As more prolonged or higher temperature roasts give a darker bean, the color of the roasted bean can indicate the degree of roasting, with the terms ‘light’, ‘medium’, and ‘dark’ used to describe the roast level (Figure 5). Additionally, the bean color correlates well with sensory attributes, allowing the color to indicate the sensory attributes caused by the roasting process [90]. The roasting process causes the roasted bean to increase in volume (50–100%) and lose weight (15–22%) [90]. The change in volume and the degree of roasting influences the uniformity of the grind size [12]. Darker roasts reduce the uniformity of the pores and increase the brittleness of the roasted bean, resulting in a less uniform grind distribution [12]. Lighter roasts provide a more consistent ground size distribution, as the pore sizes remain more uniform [12].

Figure 5

Illustration of coffee bean roast color demonstrating the color of the beans and grounds at different roast levels.

Upon the green beans reaching the roasting step, the terroir is considered fixed, as the roasting process is independent of environmental conditions and location. Further, roasting often occurs in the country of consumption rather than the country of production. When done appropriately, roasting will highlight the characteristics of the terroir, while if carried out inappropriately, it will destroy the characteristics [91]. The coffee terroir determines the starting composition of volatile and non-volatile compounds present during the roasting process, influencing the final aroma and flavor of the coffee [90,91].

The required temperature and time to reach a specific roast color are terroir dependent [1]. Decazy et al. roasted coffee (100 g, 8 min, 220 °C) from 52 plots across six Honduras regions with different terroirs [1]. Under the same roast profile, there was a greater appreciation for coffee beans from the Olancho and El Paraiso regions than those from Santa Barbara [1]. The coffee beans from Santa Barbara exhibited astringent, sour, and acidic flavors, suggesting insufficient roasting [1].

§ Goals:
1. List the Honduran regions named in the coffee roasting text.
2. Carry on the passage about coffee roasting and terroir, picking up after its final sentence.

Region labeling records

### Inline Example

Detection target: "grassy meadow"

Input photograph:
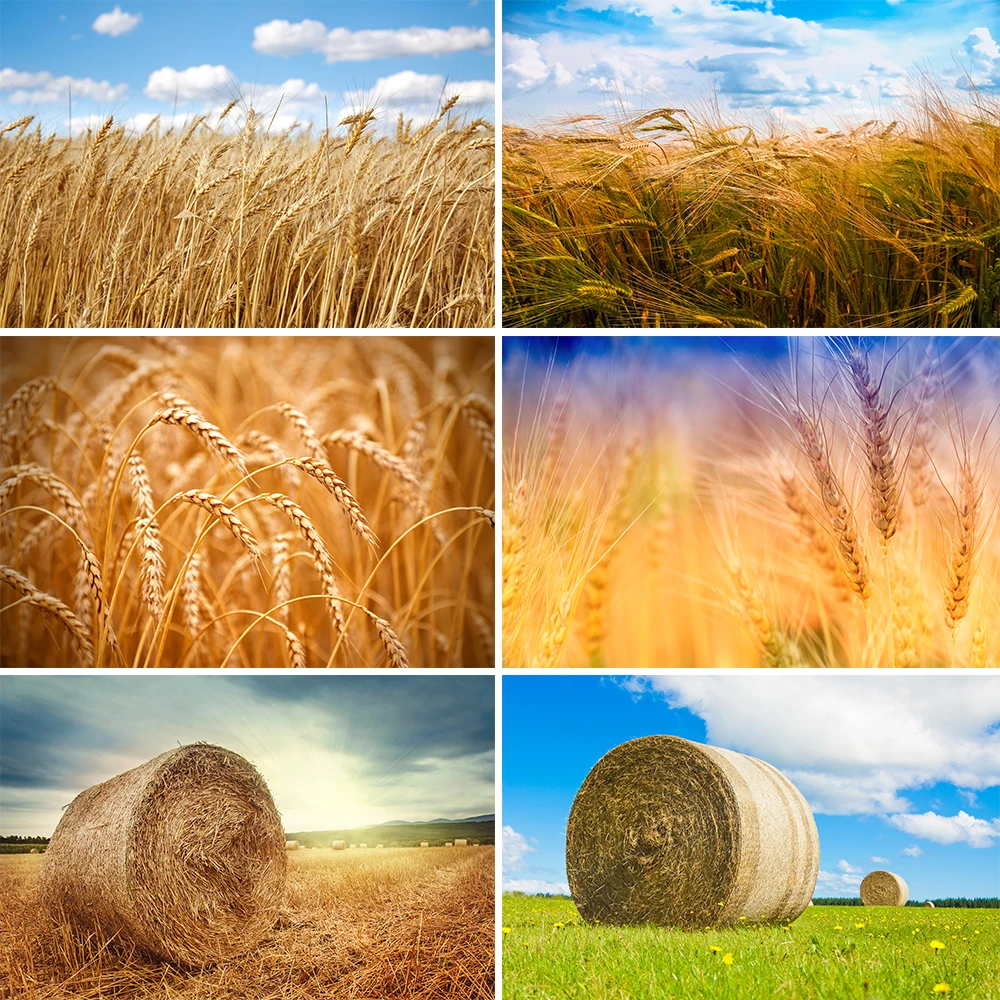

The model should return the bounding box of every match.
[503,94,1000,329]
[0,847,494,1000]
[0,337,495,667]
[502,338,1000,671]
[502,894,1000,1000]
[0,108,495,329]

§ Task-by-task outputs:
1. Olancho, El Paraiso, Santa Barbara

2.
As the terroir governs the roast profile, the color of the roasted ground coffee provides a more consistent means to measure the roast level than the roasting parameters [1]. Terroir-focused studies report the use of medium-light to medium roast levels for cupping [5,6,9], which aligns with the industry standard that requires a medium-light roast (Agtron 65, SCA coffee color scale) [18]. A lighter roast is used, as lighter roasts highlight the differences in post-harvesting methods more than darker roasts [93]. Further, lighter roasts minimize aroma compounds from the roasting process, providing a similar aroma to the green beans (e.g., fruity and sour), and darker roasts increase the aroma compounds created during roasting via Maillard reactions (e.g., bitter, burnt, spicy) [93].

A medium-light roast should be used as the standard roast to ensure that terroir affected by post-harvesting methods can be differentiated through sensory analysis while incorporating reaction products from the roasting process. As coffee roasting often occurs outside the country of origin, it should not contribute to the definition of coffee terroir.

3. The Effect of Harvest and Post-Harvest Processing Methods on Terroir

The coffee cherry harvesting method contributes to the terroir and the sensory experience of the coffee. Harvesting of coffee cherries occurs by hand or machine, depending on the terrain and labor cost [94]. Harvesting is complicated by cherries typically not ripening uniformly, with a single branch containing unripe, ripe, and overripe cherries [94]. Hand-picking overcomes the range of ripeness by allowing individual cherries to be picked at optimal ripeness (bright, deep red color) and on any terrain [94]. The downsides to handpicking include increased time required for harvesting and multiple passes through the trees [94]. In contrast, machine harvesting is quicker, using vibrating fingers to knock loose the ripe cherries [94]. Machine harvesting is limited by the terrain and has less selectivity, harvesting a broader range of cherry ripeness, including unripe and overripe cherries in the harvest, dependent on the machine configuration [94].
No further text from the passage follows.